(Pointing dataset records)
────────────────────────────────────────

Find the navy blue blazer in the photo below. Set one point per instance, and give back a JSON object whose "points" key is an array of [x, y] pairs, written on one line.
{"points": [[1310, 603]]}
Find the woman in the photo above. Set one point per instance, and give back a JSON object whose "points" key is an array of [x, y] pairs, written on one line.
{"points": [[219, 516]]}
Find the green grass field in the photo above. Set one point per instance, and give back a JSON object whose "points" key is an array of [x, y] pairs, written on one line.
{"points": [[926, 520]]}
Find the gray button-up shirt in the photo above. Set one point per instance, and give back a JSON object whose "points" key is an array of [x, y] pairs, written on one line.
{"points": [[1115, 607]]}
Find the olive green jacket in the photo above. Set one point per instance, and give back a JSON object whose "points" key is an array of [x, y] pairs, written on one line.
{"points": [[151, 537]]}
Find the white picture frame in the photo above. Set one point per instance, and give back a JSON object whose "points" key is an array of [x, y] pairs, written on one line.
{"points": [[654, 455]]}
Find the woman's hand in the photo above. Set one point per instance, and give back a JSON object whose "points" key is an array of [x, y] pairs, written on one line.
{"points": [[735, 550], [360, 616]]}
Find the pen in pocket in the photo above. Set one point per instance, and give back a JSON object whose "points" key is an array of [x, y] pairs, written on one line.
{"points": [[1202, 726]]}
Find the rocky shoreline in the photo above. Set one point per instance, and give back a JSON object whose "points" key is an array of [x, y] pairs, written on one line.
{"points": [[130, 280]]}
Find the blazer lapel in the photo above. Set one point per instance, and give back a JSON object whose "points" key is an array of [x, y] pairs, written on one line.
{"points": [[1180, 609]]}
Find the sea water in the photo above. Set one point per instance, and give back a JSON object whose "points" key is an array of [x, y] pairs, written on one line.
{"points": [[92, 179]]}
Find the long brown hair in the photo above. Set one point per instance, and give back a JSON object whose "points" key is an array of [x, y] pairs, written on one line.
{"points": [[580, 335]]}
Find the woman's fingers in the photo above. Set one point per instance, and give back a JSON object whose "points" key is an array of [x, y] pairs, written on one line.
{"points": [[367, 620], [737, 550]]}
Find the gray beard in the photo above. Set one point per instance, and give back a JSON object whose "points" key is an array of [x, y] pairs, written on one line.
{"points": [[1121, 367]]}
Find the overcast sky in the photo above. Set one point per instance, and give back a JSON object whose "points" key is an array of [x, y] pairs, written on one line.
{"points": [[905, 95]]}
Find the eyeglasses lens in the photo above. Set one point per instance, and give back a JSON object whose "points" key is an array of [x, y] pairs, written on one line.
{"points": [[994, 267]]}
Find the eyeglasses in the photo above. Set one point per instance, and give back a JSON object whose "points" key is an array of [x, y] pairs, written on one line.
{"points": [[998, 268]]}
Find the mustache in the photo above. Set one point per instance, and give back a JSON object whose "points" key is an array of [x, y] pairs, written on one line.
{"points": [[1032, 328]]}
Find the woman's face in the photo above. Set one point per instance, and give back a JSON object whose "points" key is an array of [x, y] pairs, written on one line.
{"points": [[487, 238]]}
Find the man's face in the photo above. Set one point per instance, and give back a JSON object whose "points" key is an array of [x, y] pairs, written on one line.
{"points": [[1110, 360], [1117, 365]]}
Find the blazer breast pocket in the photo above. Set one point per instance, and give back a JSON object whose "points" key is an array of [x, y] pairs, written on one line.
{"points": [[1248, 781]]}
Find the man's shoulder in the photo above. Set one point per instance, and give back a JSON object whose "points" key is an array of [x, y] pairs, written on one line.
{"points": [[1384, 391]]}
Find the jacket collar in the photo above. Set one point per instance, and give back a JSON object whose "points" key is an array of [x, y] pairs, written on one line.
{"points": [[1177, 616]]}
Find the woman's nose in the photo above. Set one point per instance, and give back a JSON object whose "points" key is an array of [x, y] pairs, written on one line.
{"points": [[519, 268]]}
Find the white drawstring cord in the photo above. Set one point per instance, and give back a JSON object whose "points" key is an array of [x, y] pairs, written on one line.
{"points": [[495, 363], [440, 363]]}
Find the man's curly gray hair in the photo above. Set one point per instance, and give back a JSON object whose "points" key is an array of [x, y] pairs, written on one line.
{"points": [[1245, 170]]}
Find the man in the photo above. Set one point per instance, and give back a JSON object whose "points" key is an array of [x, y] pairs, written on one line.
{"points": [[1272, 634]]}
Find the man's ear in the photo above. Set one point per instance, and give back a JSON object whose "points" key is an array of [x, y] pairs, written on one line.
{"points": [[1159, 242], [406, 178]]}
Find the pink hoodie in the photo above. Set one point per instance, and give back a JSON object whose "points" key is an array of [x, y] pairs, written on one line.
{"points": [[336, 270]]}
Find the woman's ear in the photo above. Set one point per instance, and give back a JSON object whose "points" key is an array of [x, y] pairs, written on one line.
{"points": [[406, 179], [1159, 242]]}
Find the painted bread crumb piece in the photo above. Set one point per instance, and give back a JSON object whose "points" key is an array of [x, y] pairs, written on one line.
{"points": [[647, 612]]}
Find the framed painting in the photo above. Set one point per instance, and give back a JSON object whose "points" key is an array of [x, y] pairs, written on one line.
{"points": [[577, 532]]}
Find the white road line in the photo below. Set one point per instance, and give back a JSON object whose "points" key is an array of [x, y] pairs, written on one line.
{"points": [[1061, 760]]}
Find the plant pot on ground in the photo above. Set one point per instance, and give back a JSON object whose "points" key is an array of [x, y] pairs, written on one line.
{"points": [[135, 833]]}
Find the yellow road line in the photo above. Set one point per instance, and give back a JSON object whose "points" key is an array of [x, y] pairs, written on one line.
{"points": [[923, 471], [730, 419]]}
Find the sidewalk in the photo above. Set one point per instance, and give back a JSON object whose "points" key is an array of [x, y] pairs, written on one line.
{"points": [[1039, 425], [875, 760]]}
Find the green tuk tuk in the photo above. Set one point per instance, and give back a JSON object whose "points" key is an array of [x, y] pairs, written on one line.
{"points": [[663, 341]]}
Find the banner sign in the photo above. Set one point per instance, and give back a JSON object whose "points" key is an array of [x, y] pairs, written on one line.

────────────────────────────────────────

What you need to do:
Repeat the preceding lines exactly, please, every one of them.

Answer to this problem:
Find the navy blue blazer in the photo below. Set one point per instance, and give back a JSON object whose "points" key is an array of [x, y] pairs, written on one line.
{"points": [[1310, 603]]}
Find the woman in the photo above. Set one point per instance, and give back a JSON object whose "points" key is an array of [x, y] pairs, written on one line.
{"points": [[219, 516]]}
Find the green grass field in the photo above. Set one point per instance, and give back a JSON object whose "points" key is an array of [x, y] pairs, written on one line.
{"points": [[926, 520]]}
Find the gray button-up shirt in the photo above. Set one point per instance, and give back a JSON object whose "points" key is an array of [x, y] pairs, written on one line.
{"points": [[1115, 607]]}
Find the olive green jacket in the photo above. Set one point per instance, and give back a JSON object whose "points" key is an array of [x, y] pairs, written on one line.
{"points": [[151, 537]]}
Find the white picture frame in the photo above. Set one point per instance, and give back a JSON object whose "points" key is an array of [x, y] pairs, written on one line.
{"points": [[654, 455]]}
Find the woman's hand in the photo above. Set one point per instance, and give back a JSON object whose "points" key is an array of [x, y] pairs, written on one line.
{"points": [[735, 550], [360, 616]]}
Find the pen in pocket in the photo above. Set one point per instance, and give back a JSON object whose "points" key is an array of [x, y] pairs, written on one line.
{"points": [[1202, 726]]}
Find the rocky shoreline in the photo above. Set one point per instance, and give back a JSON object whose "points" key is an array of [x, y] pairs, written on one line.
{"points": [[130, 280]]}
Find the blazer lapel in the photo above. Set one point per instance, and give back a JSON object whose "points" key is an array of [x, y] pairs, written on one line.
{"points": [[1180, 609]]}
Find the sea water in the photo above. Set one point per instance, and give back a JSON object whose "points" key is an array of [x, y] pairs, written on one line.
{"points": [[92, 179]]}
Find the long brown hair in the photo above. Set one point per instance, and give back a JSON object whose "points" key is an array of [x, y] pairs, written on one line.
{"points": [[580, 335]]}
Find the woman's fingers in the photo above. Set one point per instance, and give back a JSON object whose "points" key is an array of [x, y] pairs, written on one line.
{"points": [[367, 620], [737, 550]]}
Find the gray beard in the photo above. Set one point per instance, and give back a JSON object whose "points" key is an array of [x, y] pairs, written on one line.
{"points": [[1121, 367]]}
Find the overcast sky in the photo above. Set one point per instance, and give back a JSON object whose "points" key is an array of [x, y] pairs, written on one line.
{"points": [[905, 95]]}
Find the eyeglasses lens in the photo above. Set one point per instance, and give back a JSON object whose "points" key is an array of [x, y] pairs, written on one line.
{"points": [[994, 267]]}
Find the eyeglasses in the photo above. Set one point per instance, and give back a JSON object whose "points" key is an array of [x, y] pairs, written on one line.
{"points": [[998, 268]]}
Find the mustache in the photo above. Set one point per instance, and give back a JSON object whose "points" key is an array of [x, y] pairs, written on one line.
{"points": [[1032, 328]]}
Find the woman's face in the photo above. Set one point per instance, and give back a JSON object whose "points" key is an array of [x, y] pairs, written on one line.
{"points": [[487, 238]]}
Find the man's face in the photo above. Set one point per instance, and give back a JSON object whose "points" key is an array of [x, y] pairs, written on one line.
{"points": [[1110, 360], [1117, 365]]}
Find the blazer breast pocket in the photo above. Set one point per instance, and give back a JSON object whose "points" key is an array of [x, y] pairs, written on one line.
{"points": [[1248, 781]]}
Find the man's shoulder in the photo above. Set one point per instance, and give back a JSON object whose "points" key is an array of [x, y] pairs, written on one line.
{"points": [[1384, 391]]}
Find the jacket collar in the photo above. Set one point per instance, and give back a JSON object whose "points" key is an array of [x, y] pairs, written on one line.
{"points": [[1177, 616]]}
Find the woman's nose in the photo above. Set one point per instance, and give back a JSON object whose "points" key is an array of [x, y] pairs, written on one line.
{"points": [[519, 268]]}
Find the white drawstring cord in the photo above. Set one point per instance, and give back a JSON object whose "points" key is an array of [x, y] pairs, written on one line.
{"points": [[495, 363], [440, 363]]}
Find the man's curly gray hair in the photo above. Set one point per instance, and give back a JSON object whose "points" key is an array of [x, y] pairs, written on one line.
{"points": [[1245, 170]]}
Find the man in the photo above. Set one point per instance, and give back a JSON object whose "points" key is an array of [x, y] pairs, written on one line.
{"points": [[1272, 634]]}
Find the man's ear in the photo above. Set one point per instance, and give back a JSON object whose "points" key is an array of [x, y] pairs, written on one line.
{"points": [[1159, 242], [406, 178]]}
Find the pink hoodie in the photo above. Set one point per instance, and give back a JSON object whose "points" key is an array of [x, y] pairs, written on one line.
{"points": [[336, 270]]}
Find the woman's ear in the photo above. Set one point per instance, and give back a JSON object whose "points" key is an array of [x, y] pairs, written on one line.
{"points": [[406, 179], [1159, 242]]}
Find the painted bread crumb piece in the photo above. Set one point per instance, and give back a JSON object whose "points" key is an array of [x, y] pairs, written on one line.
{"points": [[647, 612]]}
Find the framed painting in the photo above. Set one point per instance, and give back a JSON object whose "points" key is an array of [x, y] pairs, written on one line.
{"points": [[577, 532]]}
Find the white road line in the photo below. Set one point per instance, and give back a JSON object whose "points" key is an array of [x, y] pairs, written on one line.
{"points": [[1061, 760]]}
Find the plant pot on ground in the photo above. Set one point per instance, and give back a JSON object whose "points" key is an array of [x, y] pairs, written on one line.
{"points": [[135, 833]]}
Find the yellow road line in the photo above. Set one point per instance, and give back a JSON object whose "points" key is an array of [x, y] pairs, written on one line.
{"points": [[923, 471], [730, 419]]}
Find the sidewalk in the photo above. Set one point per instance, and give back a JSON object whose "points" key is an array of [x, y] pairs, written on one line.
{"points": [[1039, 425], [875, 760]]}
Find the green tuk tuk in the photo above. Set one point per instance, and give back a JSON object whose "points" key is an array of [x, y] pairs, written on one line.
{"points": [[663, 341]]}
Find the banner sign in the photo above. Set one point per instance, and give back a JSON object whose "points" key is an array of [x, y] pairs, written on one line.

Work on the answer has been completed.